- [ASSIGNMENT] Give the number of lines in the data that hold the word "blossom", and nothing else.

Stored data
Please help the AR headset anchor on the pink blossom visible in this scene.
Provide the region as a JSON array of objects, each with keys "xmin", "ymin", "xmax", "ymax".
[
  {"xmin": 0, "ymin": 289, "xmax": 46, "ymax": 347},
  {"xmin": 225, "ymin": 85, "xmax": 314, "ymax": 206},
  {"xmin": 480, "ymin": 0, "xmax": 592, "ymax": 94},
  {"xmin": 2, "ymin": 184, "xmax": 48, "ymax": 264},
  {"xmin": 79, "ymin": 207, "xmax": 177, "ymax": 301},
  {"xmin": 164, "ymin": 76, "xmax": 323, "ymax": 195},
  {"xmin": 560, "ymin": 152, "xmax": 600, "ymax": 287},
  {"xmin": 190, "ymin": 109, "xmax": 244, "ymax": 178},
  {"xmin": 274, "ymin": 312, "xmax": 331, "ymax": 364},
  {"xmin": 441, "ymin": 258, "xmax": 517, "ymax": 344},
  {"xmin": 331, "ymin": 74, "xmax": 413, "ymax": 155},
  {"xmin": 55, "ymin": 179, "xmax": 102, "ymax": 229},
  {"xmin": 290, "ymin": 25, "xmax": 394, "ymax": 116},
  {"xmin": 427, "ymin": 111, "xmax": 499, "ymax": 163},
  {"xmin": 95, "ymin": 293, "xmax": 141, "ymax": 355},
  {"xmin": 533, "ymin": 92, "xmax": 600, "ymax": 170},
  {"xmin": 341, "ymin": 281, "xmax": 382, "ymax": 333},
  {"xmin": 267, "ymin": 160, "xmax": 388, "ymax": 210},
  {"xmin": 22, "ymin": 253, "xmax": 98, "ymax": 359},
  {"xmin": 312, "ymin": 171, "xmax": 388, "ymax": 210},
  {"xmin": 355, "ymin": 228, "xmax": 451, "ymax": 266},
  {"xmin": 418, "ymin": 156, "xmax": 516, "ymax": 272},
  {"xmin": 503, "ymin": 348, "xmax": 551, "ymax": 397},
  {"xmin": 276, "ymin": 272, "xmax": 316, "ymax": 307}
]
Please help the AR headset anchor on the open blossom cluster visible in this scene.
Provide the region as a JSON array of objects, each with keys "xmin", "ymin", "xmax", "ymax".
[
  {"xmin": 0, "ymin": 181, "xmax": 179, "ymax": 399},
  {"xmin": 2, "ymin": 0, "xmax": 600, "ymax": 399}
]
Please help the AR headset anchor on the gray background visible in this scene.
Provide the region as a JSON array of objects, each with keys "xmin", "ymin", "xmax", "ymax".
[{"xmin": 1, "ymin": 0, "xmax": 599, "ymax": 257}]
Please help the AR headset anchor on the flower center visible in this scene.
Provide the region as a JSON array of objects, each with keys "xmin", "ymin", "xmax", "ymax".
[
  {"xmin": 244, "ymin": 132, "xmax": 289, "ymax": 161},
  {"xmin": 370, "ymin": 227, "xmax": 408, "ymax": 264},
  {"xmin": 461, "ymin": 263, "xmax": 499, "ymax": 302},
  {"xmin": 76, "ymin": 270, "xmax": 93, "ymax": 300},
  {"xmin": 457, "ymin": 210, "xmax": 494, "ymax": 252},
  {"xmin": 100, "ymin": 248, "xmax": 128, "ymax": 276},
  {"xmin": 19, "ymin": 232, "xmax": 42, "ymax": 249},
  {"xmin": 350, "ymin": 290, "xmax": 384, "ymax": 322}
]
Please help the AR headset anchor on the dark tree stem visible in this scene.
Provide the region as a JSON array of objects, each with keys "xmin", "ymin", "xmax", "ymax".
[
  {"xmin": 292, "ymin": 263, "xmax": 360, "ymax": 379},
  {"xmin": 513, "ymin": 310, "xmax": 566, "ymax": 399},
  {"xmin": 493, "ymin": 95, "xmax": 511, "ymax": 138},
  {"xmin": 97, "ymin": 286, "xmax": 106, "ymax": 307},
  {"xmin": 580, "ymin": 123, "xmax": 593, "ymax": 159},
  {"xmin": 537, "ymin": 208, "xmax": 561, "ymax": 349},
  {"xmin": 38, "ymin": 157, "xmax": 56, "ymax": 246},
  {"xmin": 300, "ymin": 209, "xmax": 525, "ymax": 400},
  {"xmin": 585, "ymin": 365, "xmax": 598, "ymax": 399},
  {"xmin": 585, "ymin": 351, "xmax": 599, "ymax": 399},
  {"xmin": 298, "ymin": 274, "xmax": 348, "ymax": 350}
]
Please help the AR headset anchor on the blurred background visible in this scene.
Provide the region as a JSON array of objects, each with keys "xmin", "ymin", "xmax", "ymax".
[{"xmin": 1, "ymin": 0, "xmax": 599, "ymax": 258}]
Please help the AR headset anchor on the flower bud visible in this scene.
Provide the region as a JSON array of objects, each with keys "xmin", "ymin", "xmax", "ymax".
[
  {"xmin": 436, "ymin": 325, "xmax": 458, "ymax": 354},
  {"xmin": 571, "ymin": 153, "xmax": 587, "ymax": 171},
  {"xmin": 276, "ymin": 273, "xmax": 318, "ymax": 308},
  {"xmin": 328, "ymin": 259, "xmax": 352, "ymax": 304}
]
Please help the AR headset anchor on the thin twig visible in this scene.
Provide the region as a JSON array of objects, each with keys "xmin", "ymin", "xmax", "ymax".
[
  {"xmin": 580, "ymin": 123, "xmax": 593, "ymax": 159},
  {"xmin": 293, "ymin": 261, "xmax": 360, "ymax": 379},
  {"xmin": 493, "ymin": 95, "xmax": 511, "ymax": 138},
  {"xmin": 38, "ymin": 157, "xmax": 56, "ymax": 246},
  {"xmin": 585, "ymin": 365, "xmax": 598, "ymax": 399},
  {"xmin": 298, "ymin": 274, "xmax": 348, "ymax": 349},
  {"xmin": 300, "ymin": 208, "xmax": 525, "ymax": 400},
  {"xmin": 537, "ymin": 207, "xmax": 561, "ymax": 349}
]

- [ANSWER TO THIS PROBLEM] 2